Record set:

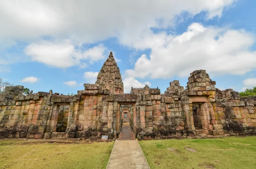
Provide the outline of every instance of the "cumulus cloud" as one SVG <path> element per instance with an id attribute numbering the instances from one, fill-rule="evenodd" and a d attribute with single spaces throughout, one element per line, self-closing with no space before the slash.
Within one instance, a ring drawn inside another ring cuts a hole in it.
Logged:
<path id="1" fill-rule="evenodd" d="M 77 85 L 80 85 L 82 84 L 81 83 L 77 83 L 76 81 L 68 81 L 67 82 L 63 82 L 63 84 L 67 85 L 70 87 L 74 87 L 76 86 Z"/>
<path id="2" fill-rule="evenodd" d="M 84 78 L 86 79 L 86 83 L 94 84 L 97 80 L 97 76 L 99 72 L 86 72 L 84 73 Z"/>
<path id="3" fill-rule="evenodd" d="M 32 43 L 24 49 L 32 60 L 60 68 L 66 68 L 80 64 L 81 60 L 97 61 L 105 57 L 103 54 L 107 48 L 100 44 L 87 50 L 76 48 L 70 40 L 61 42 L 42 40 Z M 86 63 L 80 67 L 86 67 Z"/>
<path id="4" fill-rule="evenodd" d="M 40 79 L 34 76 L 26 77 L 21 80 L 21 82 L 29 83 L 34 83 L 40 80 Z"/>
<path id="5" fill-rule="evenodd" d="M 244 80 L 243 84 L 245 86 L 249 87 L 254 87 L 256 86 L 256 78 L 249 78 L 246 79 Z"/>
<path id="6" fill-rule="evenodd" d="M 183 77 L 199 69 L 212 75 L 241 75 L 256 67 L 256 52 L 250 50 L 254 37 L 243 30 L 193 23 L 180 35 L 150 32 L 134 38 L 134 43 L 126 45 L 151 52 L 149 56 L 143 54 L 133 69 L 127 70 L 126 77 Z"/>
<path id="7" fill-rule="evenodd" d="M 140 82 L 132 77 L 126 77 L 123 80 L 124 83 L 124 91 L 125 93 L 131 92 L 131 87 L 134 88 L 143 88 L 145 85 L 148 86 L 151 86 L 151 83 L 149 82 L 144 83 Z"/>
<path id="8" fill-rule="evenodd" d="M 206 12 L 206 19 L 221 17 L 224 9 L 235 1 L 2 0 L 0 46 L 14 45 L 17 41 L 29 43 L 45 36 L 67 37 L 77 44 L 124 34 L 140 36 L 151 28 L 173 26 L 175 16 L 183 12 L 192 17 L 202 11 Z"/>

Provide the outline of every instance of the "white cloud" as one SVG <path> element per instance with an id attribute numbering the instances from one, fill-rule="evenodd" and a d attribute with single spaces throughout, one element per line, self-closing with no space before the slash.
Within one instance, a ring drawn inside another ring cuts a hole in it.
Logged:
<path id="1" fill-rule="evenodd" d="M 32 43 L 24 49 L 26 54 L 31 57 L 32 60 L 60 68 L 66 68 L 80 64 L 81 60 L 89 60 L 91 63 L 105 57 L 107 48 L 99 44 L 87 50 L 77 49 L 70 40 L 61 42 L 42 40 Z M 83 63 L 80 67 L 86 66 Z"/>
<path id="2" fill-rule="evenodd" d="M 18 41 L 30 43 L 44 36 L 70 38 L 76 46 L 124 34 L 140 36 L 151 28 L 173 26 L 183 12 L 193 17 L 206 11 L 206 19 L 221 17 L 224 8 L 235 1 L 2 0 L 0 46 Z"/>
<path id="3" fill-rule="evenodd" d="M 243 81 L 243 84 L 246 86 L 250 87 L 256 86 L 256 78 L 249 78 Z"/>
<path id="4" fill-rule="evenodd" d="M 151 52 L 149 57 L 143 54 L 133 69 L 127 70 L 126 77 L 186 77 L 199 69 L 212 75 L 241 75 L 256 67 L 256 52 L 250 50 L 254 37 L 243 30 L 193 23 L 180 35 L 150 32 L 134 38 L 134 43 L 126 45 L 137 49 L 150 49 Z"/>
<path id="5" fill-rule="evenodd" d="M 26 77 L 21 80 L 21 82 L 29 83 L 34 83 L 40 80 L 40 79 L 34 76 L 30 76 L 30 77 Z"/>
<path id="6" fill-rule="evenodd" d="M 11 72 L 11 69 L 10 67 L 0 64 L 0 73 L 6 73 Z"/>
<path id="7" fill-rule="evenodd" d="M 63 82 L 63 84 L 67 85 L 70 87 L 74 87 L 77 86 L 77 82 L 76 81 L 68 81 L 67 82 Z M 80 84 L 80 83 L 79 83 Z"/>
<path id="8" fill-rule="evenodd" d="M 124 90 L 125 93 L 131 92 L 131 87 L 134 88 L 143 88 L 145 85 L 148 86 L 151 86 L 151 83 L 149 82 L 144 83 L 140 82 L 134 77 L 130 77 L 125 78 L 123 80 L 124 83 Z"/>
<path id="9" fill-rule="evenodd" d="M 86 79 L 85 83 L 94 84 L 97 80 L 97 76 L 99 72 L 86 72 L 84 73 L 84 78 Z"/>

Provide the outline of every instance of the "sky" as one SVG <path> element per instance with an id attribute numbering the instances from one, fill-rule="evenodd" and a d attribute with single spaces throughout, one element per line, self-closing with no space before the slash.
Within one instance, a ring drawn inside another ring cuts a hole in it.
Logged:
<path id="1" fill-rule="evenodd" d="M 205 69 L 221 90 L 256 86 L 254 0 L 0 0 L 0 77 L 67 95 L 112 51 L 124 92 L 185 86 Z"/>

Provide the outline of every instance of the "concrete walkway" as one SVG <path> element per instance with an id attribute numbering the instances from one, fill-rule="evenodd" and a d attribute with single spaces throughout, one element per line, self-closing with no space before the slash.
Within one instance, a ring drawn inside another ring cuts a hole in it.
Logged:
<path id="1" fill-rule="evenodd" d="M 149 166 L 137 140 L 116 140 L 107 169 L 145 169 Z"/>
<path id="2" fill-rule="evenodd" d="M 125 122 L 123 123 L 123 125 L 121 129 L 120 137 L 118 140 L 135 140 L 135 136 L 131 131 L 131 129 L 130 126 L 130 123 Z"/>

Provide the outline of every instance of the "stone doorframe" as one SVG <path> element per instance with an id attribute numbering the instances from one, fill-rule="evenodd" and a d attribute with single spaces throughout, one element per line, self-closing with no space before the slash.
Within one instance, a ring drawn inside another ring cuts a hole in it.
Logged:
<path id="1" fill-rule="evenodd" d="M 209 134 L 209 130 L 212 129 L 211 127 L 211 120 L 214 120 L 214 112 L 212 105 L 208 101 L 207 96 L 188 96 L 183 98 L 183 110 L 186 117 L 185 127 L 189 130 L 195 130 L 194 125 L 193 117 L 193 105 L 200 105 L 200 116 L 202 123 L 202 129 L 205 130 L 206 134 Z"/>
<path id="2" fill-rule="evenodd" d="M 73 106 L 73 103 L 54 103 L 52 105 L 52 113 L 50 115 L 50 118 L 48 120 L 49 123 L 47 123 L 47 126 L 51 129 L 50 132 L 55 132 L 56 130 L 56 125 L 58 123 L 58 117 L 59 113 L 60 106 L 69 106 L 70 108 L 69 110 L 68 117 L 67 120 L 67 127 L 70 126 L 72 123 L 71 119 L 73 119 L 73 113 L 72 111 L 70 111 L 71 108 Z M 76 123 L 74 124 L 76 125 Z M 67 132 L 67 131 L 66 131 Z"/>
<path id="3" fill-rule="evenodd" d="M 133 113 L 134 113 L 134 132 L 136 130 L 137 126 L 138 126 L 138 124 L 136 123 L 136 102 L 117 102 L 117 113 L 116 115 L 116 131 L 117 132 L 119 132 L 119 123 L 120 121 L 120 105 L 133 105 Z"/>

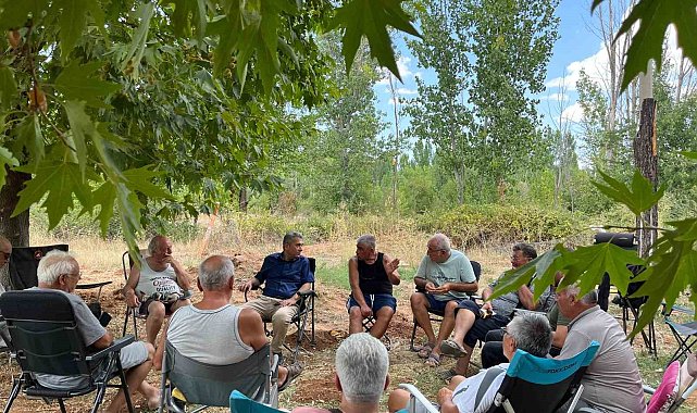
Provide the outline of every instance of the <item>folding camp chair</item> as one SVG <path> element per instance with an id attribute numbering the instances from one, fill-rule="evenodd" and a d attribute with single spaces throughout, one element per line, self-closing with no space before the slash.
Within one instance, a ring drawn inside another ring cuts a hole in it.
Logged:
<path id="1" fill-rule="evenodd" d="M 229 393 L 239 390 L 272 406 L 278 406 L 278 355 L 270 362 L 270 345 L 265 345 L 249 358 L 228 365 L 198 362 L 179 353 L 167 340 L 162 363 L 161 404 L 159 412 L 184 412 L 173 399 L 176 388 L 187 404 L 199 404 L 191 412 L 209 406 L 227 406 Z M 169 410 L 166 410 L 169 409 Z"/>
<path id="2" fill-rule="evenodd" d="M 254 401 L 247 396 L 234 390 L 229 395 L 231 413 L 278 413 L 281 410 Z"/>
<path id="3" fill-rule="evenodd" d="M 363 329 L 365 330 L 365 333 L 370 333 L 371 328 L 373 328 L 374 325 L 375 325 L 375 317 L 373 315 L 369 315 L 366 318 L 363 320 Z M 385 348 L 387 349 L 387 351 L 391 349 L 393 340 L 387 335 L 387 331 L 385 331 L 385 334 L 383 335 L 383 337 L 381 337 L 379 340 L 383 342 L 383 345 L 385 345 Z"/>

Challenge: Convert the lines above, from the one containing "Provide the outline of every instance of the <item>folding" through the end of the items, inclusive, into a JSON list of strings with one string per line, leaving out blank lines.

Solved problem:
[
  "Provide the outline of every instance of the <item>folding camp chair</item> as one SVG <path> element per instance with an id attribute numbering the instances from one, fill-rule=\"evenodd\" and a d attribute with single spaces throughout, one element per line, self-closing with no space before the slash.",
  "Within one instance, a ring drawn inside another ring cuts a hole in it.",
  "Logged:",
  "<path id=\"1\" fill-rule=\"evenodd\" d=\"M 229 393 L 239 390 L 272 406 L 278 406 L 278 355 L 270 362 L 270 345 L 265 345 L 249 358 L 228 365 L 198 362 L 179 353 L 167 340 L 162 363 L 161 404 L 159 412 L 184 412 L 173 399 L 176 388 L 187 404 L 199 404 L 191 412 L 209 406 L 227 406 Z M 169 410 L 166 410 L 169 409 Z\"/>",
  "<path id=\"2\" fill-rule=\"evenodd\" d=\"M 254 401 L 247 396 L 234 390 L 229 395 L 231 413 L 278 413 L 281 410 Z\"/>",
  "<path id=\"3\" fill-rule=\"evenodd\" d=\"M 363 329 L 365 330 L 365 333 L 370 333 L 371 328 L 373 328 L 374 325 L 375 325 L 375 317 L 373 315 L 369 315 L 366 318 L 363 320 Z M 385 348 L 387 349 L 387 351 L 391 349 L 393 340 L 387 335 L 387 331 L 385 331 L 385 334 L 383 335 L 383 337 L 381 337 L 379 340 L 383 342 L 383 345 L 385 345 Z\"/>"
]